Activity 1: From the passage on the CDR system, reproduce the text from "The CDR system is a computer" to "CDR's tracking test." word for word.
Activity 2:
Answer these questions from the passage on the CDR system:
(a) What is the CDR system software loaded onto for testing in medical clinics?
(b) What does the internet version of the CDR system use to measure responses?
(c) Which ancillary equipment is used for CDR's tracking test?
Activity 3: Pick up the passage on the CDR cognitive testing system after its final sentence and continue writing it.

The CDR system is a computer based cognitive testing tool, developed to assess both enhancement and impairment of human cognitive performance. The CDR system's simplicity, sensitivity and specificity makes it acceptable to be used in clinical trials with either healthy subjects or diseased patient populations. The CDR system software is loaded onto laptop computers for testing in medical clinics. An internet version of the CDR system is available using keyboard commands to measure responses. Ancillary equipment is used for specific cognitive tests such as a postural stability (sway) meter, a critical flicker fusion device or joysticks for CDR's tracking test.

Dataset records:
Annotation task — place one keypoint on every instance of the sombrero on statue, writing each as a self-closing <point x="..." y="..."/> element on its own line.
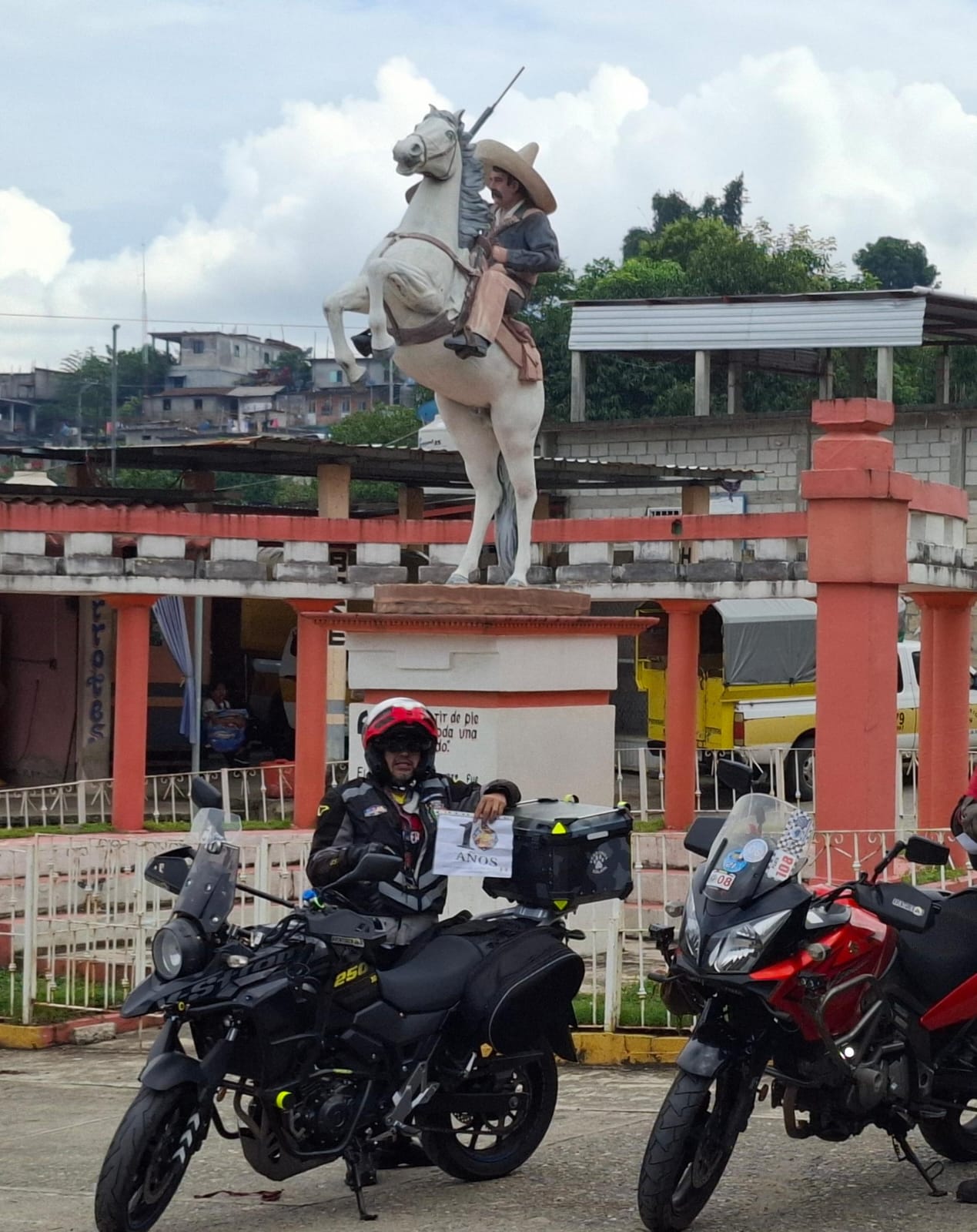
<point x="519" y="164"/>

==

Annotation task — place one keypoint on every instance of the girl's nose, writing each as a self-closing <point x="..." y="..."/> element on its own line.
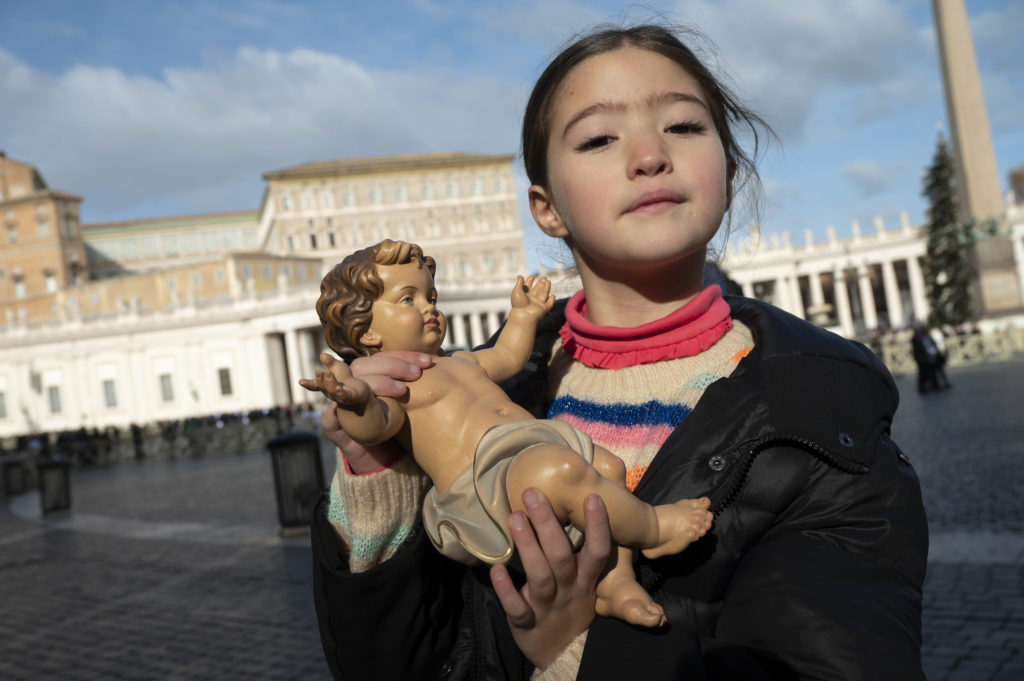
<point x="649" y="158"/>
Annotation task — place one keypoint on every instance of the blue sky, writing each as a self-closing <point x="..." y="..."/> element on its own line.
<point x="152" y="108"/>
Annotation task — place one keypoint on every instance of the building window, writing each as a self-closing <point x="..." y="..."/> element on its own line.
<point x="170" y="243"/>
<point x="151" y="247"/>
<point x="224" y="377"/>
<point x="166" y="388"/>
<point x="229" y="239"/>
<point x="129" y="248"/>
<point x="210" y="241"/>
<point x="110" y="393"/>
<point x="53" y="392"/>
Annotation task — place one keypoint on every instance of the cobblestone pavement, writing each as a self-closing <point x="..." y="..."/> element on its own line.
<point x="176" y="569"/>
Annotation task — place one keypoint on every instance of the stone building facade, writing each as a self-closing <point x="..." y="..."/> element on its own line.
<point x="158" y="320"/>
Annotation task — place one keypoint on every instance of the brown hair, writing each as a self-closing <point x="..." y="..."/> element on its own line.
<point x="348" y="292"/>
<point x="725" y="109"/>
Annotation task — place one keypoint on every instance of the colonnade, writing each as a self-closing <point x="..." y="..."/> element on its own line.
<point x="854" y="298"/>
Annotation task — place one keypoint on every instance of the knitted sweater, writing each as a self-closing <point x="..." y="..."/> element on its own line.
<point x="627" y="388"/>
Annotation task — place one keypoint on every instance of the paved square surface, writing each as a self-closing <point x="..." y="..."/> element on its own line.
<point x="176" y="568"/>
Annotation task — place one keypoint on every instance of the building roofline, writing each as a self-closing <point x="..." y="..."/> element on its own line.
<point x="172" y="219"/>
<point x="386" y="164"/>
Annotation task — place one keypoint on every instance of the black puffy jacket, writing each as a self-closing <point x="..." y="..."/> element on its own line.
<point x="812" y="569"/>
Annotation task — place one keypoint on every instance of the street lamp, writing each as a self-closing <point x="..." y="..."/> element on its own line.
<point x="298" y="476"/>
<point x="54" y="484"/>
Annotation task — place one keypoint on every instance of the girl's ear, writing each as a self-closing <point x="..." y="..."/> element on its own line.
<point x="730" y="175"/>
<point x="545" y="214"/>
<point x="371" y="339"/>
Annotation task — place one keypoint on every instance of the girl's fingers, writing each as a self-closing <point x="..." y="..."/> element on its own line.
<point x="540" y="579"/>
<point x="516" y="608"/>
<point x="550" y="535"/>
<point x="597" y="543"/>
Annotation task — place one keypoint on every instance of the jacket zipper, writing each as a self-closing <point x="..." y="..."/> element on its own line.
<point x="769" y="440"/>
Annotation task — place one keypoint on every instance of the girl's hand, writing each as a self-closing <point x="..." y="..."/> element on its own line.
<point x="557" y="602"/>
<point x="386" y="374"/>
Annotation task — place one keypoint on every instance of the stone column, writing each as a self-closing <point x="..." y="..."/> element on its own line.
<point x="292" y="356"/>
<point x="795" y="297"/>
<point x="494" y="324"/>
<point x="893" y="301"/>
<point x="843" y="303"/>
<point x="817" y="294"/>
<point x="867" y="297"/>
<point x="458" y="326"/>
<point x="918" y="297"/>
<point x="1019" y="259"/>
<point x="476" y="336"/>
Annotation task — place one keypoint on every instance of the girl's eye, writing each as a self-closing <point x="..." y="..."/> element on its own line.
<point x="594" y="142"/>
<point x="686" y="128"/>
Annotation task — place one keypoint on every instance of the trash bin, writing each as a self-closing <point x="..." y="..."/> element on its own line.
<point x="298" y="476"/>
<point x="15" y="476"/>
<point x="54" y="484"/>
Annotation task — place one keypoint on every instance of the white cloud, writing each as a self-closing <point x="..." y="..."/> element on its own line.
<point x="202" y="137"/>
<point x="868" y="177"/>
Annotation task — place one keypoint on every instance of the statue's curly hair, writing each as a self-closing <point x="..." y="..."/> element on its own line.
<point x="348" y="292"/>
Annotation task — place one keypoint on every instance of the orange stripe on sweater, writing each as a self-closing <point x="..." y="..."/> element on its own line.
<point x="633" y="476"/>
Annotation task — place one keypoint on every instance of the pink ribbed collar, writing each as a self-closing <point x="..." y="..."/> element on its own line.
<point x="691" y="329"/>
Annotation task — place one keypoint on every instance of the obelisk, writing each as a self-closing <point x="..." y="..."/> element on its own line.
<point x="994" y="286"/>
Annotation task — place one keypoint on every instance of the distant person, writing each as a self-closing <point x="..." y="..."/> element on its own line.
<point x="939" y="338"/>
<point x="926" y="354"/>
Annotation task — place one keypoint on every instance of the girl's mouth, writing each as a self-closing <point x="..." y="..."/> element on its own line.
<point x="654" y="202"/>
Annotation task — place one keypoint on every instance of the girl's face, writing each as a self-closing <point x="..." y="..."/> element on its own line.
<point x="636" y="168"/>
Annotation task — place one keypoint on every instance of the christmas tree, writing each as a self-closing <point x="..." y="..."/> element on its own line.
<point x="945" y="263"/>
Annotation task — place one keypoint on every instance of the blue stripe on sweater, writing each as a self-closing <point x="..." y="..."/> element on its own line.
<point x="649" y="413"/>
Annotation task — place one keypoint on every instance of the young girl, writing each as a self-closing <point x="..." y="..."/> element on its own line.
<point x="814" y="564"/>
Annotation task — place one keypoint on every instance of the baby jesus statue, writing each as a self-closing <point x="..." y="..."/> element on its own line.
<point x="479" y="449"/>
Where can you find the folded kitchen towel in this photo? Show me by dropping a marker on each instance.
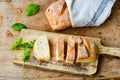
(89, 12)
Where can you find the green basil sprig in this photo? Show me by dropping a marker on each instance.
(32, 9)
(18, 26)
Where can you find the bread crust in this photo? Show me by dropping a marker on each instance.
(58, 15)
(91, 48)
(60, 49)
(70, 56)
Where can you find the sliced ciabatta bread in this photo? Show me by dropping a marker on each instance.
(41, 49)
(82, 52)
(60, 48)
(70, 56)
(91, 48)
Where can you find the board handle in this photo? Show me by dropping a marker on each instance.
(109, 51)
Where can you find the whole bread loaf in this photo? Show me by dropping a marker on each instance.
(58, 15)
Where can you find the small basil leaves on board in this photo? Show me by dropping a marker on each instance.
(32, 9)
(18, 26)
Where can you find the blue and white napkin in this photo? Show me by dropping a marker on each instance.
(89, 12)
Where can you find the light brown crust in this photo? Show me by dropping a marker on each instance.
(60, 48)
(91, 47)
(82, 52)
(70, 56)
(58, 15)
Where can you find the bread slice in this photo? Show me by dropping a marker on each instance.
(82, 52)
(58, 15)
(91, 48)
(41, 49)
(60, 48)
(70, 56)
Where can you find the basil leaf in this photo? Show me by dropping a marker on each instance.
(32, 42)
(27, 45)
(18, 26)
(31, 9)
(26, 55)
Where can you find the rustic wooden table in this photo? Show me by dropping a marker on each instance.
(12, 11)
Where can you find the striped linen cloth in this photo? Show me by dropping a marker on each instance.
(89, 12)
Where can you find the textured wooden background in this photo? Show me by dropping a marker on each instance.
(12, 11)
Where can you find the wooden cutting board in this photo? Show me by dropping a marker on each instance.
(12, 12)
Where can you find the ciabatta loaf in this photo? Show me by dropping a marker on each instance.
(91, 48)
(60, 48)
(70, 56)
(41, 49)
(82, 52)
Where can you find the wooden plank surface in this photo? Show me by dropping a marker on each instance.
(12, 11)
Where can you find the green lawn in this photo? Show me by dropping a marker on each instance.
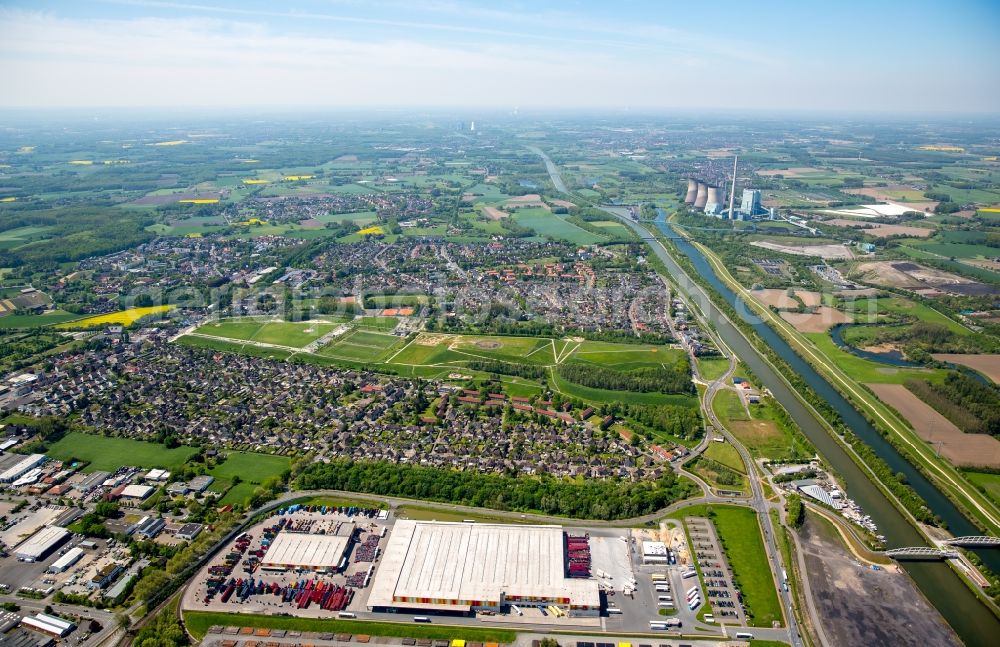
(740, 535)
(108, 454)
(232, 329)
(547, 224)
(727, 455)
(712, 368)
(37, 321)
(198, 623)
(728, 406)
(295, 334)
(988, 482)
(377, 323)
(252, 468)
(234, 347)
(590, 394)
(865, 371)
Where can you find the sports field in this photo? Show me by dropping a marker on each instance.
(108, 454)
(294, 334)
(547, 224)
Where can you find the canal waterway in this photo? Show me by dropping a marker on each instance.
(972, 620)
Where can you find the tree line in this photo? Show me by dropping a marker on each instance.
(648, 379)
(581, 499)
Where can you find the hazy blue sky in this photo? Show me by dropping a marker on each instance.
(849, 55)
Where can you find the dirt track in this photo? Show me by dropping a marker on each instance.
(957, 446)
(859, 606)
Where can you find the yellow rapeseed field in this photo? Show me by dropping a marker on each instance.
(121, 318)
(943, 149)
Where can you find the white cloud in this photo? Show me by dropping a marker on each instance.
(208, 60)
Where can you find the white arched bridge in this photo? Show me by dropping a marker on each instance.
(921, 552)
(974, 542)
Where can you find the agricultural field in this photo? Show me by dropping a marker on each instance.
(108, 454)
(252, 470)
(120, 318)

Written answer 1:
The CDR system is a computer based cognitive testing tool, developed to assess both enhancement and impairment of human cognitive performance. The CDR system's simplicity, sensitivity and specificity makes it acceptable to be used in clinical trials with either healthy subjects or diseased patient populations. The CDR system software is loaded onto laptop computers for testing in medical clinics. An internet version of the CDR system is available using keyboard commands to measure responses. Ancillary equipment is used for specific cognitive tests such as a postural stability (sway) meter, a critical flicker fusion device or joysticks for CDR's tracking test.

Written answer 2:
(a) Laptop computers.
(b) Keyboard commands.
(c) Joysticks.

Written answer 3:
The CDR system is a series of brief neuropsychological tests that assess major aspects of cognitive function known to be influenced by a wide variety of factors including trauma, fatigue, stress, nutrition, ageing, disease (both physical and mental), medicines and drugs. The standard battery of cognitive tests in The CDR system includes immediate/delayed word recall, word recognition, picture recognition, simple reaction time, digit vigilance, choice reaction time, numeric working memory, and spatial working memory. Individual tests can be added to or removed from the battery to target specific cognitive domains. Examples of tests that can be added include measurements of executive function, mood states, social cognition, motor function and postural stability. The standard battery of tests lasts 18 minutes.
The CDR system tasks have proven validity in definitively measuring cognitive function in a variety of domains including attention, working memory, episodic secondary memory, executive function, and motor skill.
In September, 2009, Cognitive Drug Research was acquired by United BioSource Corporation. UBC division Bracket continues to offer the CDR System for use in clinical research.